Task instructions: Starting at the line that holds "of the residential", copy every line exactly through the end of the data, and no others.
*** Records supplied ***
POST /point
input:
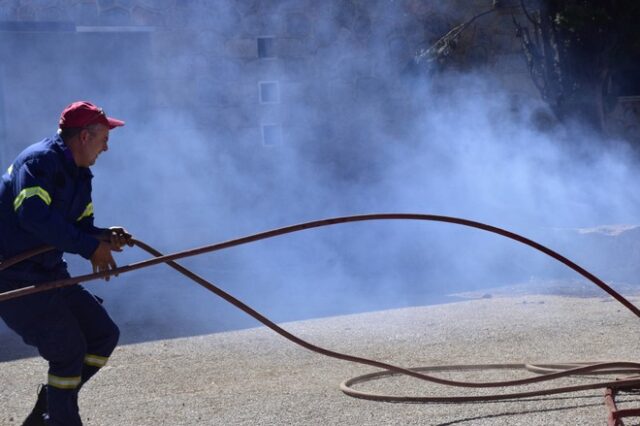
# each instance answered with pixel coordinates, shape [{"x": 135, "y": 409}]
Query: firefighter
[{"x": 45, "y": 200}]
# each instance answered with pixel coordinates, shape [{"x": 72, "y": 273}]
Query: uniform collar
[{"x": 69, "y": 163}]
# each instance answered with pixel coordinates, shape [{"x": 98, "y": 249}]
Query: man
[{"x": 45, "y": 200}]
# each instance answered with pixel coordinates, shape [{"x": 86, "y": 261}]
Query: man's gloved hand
[
  {"x": 117, "y": 236},
  {"x": 102, "y": 260}
]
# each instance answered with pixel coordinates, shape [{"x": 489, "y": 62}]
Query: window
[
  {"x": 271, "y": 134},
  {"x": 266, "y": 47},
  {"x": 269, "y": 92}
]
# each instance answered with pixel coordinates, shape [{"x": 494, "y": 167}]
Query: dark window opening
[
  {"x": 266, "y": 47},
  {"x": 269, "y": 92},
  {"x": 271, "y": 134}
]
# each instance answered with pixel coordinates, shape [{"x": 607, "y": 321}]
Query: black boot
[{"x": 36, "y": 418}]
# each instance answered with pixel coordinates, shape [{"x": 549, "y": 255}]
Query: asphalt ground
[{"x": 256, "y": 377}]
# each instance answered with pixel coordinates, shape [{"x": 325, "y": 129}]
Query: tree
[{"x": 581, "y": 54}]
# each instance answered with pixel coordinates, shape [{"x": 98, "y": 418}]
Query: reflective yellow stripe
[
  {"x": 88, "y": 211},
  {"x": 31, "y": 192},
  {"x": 64, "y": 382},
  {"x": 95, "y": 360}
]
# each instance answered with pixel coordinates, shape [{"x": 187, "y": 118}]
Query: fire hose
[{"x": 546, "y": 371}]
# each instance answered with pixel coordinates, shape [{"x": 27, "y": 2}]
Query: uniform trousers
[{"x": 71, "y": 330}]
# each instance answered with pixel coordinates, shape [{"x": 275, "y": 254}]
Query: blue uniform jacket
[{"x": 45, "y": 199}]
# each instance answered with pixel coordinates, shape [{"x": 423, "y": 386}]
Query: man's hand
[
  {"x": 102, "y": 260},
  {"x": 118, "y": 237}
]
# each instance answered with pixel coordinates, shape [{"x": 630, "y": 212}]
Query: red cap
[{"x": 82, "y": 114}]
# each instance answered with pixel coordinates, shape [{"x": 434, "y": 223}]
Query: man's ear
[{"x": 84, "y": 135}]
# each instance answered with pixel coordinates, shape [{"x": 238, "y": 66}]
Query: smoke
[{"x": 359, "y": 135}]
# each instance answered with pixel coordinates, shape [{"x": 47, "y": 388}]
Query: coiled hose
[{"x": 549, "y": 371}]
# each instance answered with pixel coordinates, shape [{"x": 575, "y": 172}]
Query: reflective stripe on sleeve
[
  {"x": 34, "y": 191},
  {"x": 95, "y": 360},
  {"x": 88, "y": 211},
  {"x": 64, "y": 382}
]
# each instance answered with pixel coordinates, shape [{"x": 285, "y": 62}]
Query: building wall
[{"x": 213, "y": 66}]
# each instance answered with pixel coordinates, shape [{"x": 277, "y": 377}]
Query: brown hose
[{"x": 390, "y": 369}]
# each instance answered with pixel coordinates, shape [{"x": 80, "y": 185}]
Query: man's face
[{"x": 94, "y": 142}]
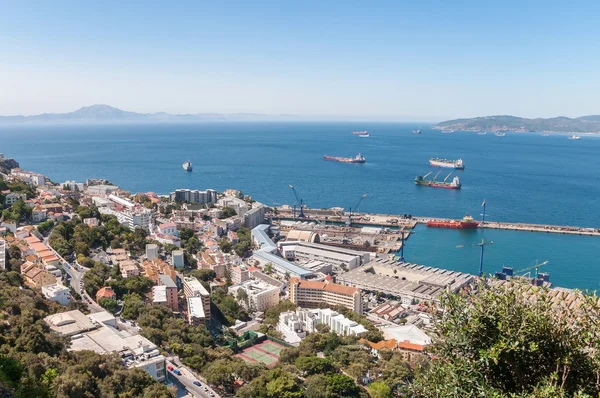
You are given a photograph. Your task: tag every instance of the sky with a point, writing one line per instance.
(401, 60)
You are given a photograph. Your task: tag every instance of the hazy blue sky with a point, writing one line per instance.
(410, 60)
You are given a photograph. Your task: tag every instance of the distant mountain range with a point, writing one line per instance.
(561, 124)
(106, 113)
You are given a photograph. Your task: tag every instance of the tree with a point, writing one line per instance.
(379, 389)
(225, 245)
(504, 341)
(227, 212)
(314, 365)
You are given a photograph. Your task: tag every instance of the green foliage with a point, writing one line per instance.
(225, 245)
(205, 275)
(314, 365)
(45, 227)
(501, 341)
(227, 212)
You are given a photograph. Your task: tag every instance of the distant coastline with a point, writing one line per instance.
(583, 125)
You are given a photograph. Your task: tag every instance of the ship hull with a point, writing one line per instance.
(452, 224)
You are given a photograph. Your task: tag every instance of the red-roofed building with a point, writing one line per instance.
(105, 292)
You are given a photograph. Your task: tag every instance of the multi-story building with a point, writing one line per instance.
(239, 274)
(56, 292)
(193, 288)
(177, 258)
(12, 197)
(254, 216)
(2, 254)
(259, 296)
(151, 251)
(194, 196)
(170, 290)
(28, 177)
(310, 294)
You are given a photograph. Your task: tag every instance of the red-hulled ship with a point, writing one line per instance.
(466, 223)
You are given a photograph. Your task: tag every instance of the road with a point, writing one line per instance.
(187, 378)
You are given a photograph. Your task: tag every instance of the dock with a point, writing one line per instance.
(408, 222)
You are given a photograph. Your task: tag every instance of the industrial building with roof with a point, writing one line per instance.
(266, 254)
(307, 252)
(312, 294)
(409, 282)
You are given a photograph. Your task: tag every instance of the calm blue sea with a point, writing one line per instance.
(523, 177)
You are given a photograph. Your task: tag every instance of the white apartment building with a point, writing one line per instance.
(12, 197)
(261, 295)
(2, 254)
(56, 292)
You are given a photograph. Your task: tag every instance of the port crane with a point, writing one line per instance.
(482, 245)
(349, 222)
(298, 201)
(528, 269)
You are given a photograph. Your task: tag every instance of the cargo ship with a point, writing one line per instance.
(466, 223)
(454, 184)
(358, 159)
(450, 164)
(361, 133)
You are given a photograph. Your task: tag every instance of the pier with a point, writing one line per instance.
(407, 222)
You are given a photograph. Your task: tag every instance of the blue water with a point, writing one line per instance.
(523, 177)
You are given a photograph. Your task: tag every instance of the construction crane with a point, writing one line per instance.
(528, 269)
(482, 245)
(298, 201)
(355, 209)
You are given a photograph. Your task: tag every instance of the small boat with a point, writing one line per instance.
(358, 159)
(450, 164)
(454, 184)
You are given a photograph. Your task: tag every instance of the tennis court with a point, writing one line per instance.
(271, 347)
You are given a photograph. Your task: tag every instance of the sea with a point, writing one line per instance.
(524, 177)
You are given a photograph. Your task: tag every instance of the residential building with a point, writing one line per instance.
(28, 177)
(177, 258)
(311, 294)
(196, 314)
(2, 254)
(194, 196)
(260, 295)
(193, 288)
(254, 216)
(97, 332)
(294, 325)
(169, 228)
(239, 274)
(151, 251)
(170, 291)
(58, 293)
(105, 292)
(12, 197)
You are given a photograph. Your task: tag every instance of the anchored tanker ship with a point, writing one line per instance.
(452, 164)
(466, 223)
(358, 159)
(454, 184)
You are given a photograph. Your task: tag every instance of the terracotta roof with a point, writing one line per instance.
(410, 346)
*** End of Records supplied ***
Problem solution:
You are given a photograph. Your task: tag every instance of the residential building with a point, writing one line per instance.
(28, 177)
(177, 258)
(311, 294)
(196, 314)
(2, 254)
(194, 196)
(260, 295)
(193, 288)
(254, 216)
(97, 332)
(294, 325)
(169, 228)
(239, 274)
(151, 251)
(170, 291)
(58, 293)
(105, 292)
(12, 197)
You are given a photograph. Your task: tag every instance of the anchored tanker ship with a point, writing one line per instance.
(452, 164)
(466, 223)
(358, 159)
(454, 184)
You are given a photograph. Your task: tag every instance of the terracotta roof with a point, writing one line per instance.
(410, 346)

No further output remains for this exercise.